== EXERCISE TASK ==
Using the entries below, return word for word the lines from the one containing "of the diagonal" up to and including the last.

Dataset excerpts on object pointing
########

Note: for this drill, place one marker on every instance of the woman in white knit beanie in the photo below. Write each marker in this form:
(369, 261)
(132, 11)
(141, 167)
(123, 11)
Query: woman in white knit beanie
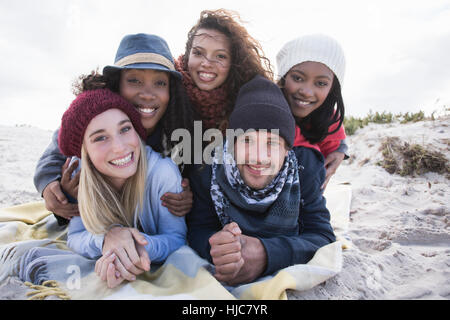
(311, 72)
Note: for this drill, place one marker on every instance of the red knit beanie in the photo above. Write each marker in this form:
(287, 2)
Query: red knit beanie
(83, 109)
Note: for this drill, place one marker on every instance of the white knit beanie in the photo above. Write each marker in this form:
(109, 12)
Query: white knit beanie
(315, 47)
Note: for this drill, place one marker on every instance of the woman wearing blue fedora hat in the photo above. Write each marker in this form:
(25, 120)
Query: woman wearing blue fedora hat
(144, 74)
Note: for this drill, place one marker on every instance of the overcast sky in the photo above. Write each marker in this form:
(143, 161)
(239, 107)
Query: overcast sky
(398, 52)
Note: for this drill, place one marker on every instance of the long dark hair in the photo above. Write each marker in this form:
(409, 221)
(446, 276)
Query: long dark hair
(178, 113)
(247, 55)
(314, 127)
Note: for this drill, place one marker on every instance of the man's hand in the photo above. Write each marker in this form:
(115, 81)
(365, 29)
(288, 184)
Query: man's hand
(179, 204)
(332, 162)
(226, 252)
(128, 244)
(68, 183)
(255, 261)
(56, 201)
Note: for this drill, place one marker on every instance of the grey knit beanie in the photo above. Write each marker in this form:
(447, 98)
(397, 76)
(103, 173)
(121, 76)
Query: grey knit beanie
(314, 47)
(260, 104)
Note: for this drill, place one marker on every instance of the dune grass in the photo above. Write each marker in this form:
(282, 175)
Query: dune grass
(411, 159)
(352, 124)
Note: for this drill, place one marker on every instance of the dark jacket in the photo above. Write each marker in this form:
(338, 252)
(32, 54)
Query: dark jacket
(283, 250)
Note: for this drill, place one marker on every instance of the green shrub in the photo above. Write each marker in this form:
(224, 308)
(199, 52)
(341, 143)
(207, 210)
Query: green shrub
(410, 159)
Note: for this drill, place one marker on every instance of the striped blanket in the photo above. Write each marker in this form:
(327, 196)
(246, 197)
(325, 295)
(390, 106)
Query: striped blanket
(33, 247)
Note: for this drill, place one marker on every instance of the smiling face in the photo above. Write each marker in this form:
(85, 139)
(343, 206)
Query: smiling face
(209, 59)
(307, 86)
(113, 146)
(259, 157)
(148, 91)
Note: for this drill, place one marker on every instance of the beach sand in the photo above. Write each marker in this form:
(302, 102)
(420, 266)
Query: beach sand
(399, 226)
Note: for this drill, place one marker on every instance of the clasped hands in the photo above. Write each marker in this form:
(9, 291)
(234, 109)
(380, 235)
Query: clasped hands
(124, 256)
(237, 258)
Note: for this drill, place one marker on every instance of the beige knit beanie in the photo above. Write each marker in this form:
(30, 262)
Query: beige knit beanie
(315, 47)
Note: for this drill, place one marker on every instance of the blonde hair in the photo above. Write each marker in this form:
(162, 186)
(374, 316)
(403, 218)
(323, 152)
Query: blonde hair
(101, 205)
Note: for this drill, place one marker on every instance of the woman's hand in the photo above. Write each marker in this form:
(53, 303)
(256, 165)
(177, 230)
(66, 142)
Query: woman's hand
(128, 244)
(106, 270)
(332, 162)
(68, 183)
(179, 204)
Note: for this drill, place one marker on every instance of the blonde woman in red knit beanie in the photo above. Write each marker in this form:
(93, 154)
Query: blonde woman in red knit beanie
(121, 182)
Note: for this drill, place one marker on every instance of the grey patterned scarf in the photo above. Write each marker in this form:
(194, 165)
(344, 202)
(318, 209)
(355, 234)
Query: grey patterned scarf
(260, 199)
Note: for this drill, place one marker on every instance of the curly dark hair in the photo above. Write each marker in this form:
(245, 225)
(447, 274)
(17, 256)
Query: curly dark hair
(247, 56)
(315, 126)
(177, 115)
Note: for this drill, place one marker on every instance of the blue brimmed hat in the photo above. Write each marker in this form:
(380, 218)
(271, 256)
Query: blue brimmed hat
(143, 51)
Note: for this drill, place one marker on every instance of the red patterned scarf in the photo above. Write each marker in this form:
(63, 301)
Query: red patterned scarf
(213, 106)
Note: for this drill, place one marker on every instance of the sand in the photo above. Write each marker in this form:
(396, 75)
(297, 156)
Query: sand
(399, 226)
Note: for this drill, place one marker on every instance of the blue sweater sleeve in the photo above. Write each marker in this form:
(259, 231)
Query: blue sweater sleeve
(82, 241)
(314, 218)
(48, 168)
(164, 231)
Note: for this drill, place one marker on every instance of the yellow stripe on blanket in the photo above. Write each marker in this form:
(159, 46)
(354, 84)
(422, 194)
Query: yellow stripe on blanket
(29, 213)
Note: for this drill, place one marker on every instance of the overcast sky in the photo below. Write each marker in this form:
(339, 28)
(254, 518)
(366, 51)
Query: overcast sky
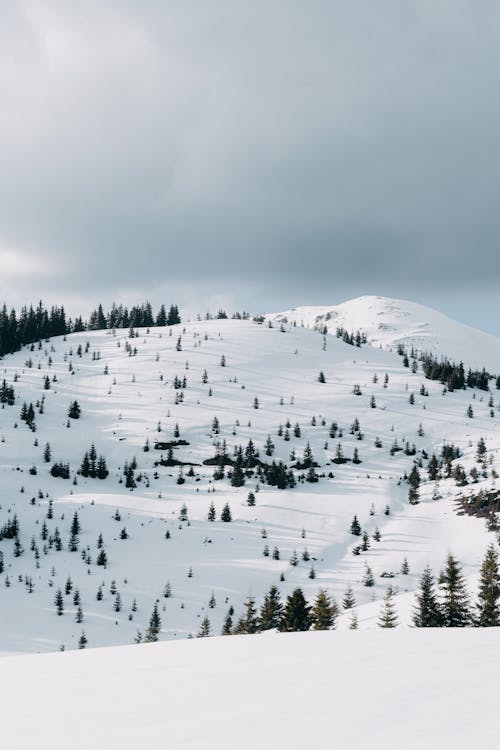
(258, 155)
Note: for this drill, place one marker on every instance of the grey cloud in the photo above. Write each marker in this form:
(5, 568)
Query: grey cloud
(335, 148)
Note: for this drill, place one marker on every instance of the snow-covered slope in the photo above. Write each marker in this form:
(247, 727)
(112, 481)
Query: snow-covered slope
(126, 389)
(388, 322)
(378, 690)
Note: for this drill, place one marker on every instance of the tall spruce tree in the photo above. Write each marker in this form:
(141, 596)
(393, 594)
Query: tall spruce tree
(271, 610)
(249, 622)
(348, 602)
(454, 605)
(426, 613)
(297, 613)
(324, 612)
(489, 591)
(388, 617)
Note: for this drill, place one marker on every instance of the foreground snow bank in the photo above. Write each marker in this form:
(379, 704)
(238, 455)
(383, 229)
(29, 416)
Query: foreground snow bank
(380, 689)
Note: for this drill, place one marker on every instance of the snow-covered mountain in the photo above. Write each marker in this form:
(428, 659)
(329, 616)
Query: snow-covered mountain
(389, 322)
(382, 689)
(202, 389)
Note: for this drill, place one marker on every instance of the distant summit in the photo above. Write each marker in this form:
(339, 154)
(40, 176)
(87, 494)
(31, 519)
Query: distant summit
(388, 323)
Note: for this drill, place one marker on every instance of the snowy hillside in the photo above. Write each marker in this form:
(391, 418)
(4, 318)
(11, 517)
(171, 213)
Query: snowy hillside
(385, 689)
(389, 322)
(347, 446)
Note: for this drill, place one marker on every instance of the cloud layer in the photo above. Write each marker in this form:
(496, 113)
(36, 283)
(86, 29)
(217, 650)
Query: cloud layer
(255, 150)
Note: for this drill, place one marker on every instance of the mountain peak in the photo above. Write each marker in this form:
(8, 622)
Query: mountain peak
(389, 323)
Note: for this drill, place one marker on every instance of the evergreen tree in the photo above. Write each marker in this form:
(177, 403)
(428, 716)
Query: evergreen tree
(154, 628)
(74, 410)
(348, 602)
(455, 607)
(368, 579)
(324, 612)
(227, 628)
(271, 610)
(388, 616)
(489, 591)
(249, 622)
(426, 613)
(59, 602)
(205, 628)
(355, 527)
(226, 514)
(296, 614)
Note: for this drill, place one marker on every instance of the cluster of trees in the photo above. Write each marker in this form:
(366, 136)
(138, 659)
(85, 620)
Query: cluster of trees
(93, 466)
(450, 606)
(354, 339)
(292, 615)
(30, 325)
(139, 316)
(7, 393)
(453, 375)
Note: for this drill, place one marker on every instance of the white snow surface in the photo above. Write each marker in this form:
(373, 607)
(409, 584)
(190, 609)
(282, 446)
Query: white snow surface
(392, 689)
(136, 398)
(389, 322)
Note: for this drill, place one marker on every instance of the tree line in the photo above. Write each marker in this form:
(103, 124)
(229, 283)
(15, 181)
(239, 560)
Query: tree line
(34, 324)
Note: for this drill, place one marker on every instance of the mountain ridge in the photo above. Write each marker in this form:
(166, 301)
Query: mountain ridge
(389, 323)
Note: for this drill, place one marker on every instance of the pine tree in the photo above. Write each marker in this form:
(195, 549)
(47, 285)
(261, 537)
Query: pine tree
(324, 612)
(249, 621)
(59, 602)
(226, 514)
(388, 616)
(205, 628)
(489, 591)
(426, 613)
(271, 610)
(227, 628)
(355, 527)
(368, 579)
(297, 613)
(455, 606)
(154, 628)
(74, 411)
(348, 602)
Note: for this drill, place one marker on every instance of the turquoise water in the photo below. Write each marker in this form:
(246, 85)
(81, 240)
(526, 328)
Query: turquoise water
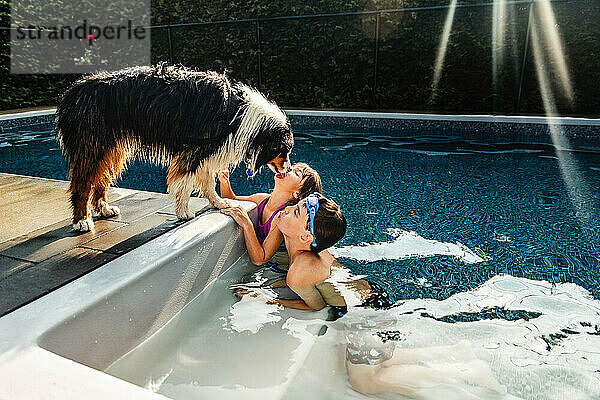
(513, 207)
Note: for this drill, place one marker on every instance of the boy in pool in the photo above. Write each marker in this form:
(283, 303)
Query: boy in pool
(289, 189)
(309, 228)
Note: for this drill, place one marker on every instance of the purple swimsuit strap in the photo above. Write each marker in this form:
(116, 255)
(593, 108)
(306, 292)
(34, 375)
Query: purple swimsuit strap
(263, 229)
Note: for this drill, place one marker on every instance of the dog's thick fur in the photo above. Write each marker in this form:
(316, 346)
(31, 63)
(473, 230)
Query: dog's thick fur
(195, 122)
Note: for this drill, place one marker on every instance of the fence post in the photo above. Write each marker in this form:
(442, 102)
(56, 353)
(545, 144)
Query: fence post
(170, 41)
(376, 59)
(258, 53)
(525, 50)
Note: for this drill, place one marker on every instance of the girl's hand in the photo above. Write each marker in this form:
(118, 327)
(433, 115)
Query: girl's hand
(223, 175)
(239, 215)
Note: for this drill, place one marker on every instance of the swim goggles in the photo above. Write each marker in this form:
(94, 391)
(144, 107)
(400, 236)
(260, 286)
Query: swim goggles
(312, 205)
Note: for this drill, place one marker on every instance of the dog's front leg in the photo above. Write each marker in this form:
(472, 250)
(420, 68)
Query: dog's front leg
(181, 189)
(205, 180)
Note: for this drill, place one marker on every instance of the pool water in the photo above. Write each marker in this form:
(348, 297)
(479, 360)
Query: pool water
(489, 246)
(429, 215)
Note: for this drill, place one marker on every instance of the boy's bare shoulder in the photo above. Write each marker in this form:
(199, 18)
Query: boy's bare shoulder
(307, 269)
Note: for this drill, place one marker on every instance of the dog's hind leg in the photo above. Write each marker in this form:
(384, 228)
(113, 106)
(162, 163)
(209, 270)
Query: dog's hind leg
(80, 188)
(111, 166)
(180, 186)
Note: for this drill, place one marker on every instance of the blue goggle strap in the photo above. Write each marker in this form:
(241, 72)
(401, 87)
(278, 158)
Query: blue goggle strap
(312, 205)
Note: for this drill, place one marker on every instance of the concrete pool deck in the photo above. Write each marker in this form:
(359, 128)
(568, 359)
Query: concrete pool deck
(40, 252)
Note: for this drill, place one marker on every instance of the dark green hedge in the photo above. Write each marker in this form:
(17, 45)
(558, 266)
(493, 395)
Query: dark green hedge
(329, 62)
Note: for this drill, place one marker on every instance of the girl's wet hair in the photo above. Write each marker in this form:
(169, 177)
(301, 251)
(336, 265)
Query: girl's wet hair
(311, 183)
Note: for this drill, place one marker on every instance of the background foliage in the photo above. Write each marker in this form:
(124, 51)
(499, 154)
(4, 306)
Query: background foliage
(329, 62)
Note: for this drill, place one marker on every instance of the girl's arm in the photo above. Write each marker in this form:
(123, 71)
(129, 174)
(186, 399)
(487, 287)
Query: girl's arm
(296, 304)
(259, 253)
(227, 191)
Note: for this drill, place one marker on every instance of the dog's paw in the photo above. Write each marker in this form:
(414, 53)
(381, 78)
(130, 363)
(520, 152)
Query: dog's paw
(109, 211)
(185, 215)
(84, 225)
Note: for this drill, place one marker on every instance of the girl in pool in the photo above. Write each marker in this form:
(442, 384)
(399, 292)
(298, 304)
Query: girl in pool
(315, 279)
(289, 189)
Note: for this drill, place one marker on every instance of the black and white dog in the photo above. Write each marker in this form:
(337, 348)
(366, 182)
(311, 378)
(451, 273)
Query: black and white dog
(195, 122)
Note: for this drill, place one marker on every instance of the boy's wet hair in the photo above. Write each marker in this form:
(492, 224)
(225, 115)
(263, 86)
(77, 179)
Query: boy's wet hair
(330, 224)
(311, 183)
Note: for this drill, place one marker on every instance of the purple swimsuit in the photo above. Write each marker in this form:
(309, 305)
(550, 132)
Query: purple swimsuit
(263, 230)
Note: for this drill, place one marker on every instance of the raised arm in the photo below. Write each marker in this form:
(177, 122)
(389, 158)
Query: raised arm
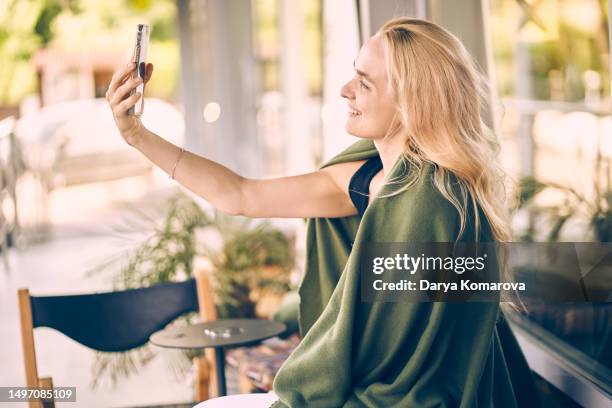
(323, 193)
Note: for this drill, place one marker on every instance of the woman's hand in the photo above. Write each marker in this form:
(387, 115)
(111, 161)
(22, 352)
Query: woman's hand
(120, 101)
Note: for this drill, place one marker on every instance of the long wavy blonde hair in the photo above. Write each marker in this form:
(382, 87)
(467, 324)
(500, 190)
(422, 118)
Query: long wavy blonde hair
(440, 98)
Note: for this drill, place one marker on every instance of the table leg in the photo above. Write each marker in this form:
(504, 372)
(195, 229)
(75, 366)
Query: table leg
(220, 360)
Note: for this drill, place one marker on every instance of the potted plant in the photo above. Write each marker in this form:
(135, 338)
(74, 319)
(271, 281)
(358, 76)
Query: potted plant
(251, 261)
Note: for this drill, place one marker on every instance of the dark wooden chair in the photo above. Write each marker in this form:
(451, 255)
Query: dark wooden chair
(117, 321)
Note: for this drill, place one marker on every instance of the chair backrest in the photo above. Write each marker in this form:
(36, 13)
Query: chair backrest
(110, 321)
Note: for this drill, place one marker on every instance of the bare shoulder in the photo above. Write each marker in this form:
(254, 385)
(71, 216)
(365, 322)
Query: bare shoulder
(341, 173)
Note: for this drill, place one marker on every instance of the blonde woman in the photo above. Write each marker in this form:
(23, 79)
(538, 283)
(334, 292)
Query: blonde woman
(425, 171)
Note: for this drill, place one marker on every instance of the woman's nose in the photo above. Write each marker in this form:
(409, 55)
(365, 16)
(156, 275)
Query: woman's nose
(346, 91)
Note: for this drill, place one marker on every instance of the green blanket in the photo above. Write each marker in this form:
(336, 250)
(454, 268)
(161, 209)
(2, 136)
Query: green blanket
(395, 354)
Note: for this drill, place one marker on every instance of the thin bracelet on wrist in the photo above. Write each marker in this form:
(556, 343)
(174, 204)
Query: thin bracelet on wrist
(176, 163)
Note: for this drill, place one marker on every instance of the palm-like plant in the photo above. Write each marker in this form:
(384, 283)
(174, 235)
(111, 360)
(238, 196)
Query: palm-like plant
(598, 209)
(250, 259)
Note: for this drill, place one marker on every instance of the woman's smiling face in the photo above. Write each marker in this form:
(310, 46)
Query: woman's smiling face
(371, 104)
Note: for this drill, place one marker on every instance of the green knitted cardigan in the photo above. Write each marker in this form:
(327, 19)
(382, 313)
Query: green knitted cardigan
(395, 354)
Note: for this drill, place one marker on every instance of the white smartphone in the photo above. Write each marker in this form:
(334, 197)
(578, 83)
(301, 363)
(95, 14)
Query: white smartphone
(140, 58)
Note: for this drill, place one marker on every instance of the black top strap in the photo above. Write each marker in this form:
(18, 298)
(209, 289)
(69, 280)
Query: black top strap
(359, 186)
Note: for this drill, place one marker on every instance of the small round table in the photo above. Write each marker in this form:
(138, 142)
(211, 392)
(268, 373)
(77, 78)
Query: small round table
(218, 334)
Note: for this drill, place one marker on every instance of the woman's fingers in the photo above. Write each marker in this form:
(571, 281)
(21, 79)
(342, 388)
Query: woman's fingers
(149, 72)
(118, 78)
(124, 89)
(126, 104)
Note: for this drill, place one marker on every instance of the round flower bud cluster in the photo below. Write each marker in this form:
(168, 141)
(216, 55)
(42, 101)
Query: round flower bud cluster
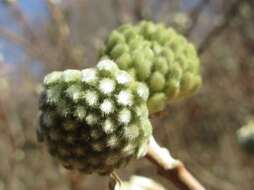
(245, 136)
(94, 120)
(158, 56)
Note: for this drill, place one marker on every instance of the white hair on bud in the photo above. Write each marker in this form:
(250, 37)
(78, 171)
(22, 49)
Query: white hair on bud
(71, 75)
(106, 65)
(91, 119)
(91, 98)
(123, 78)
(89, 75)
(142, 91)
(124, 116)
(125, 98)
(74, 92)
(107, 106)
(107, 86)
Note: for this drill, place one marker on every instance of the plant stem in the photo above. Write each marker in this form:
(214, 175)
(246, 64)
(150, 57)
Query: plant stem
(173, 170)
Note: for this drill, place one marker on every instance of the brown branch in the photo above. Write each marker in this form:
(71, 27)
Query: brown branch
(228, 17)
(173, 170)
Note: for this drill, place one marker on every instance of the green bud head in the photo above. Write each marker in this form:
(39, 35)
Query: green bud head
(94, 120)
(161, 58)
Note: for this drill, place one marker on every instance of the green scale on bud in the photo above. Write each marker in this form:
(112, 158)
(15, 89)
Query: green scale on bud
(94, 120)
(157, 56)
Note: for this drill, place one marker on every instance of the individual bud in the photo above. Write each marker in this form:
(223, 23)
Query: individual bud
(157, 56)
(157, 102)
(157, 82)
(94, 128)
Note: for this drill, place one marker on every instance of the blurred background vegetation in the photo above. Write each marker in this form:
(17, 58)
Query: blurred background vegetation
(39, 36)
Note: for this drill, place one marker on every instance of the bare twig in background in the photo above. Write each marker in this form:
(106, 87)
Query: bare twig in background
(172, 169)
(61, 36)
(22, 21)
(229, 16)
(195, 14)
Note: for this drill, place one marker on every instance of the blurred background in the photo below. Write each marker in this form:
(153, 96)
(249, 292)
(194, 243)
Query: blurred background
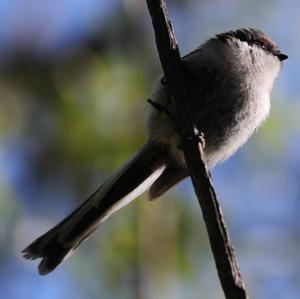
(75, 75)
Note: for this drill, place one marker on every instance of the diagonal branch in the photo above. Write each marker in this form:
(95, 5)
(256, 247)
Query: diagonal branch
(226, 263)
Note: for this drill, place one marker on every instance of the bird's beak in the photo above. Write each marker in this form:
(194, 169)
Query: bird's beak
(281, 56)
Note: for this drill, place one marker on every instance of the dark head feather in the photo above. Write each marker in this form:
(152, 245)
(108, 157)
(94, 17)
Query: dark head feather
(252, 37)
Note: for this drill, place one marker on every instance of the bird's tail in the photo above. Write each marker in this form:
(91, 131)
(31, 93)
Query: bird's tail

########

== FINAL RESULT ==
Note: for this drill, place one marker on every instance of the diagonal branch in the photo above. Write each marker in this form:
(95, 5)
(256, 247)
Query: diagonal branch
(226, 263)
Note: for this drill, place one marker on every instance of the bird's beak in the photo above. Write each marker in this form:
(194, 169)
Query: bird's beak
(281, 56)
Note: for this drill, place one marker on every instance of the dark head feather in the photo above. Write each marker in this form:
(152, 245)
(108, 157)
(94, 17)
Query: dark head feather
(252, 37)
Note: for this drill, place one marker on every instance of the bird's tail in the photo above. Write each marker in this form:
(91, 131)
(31, 93)
Query: bird's tail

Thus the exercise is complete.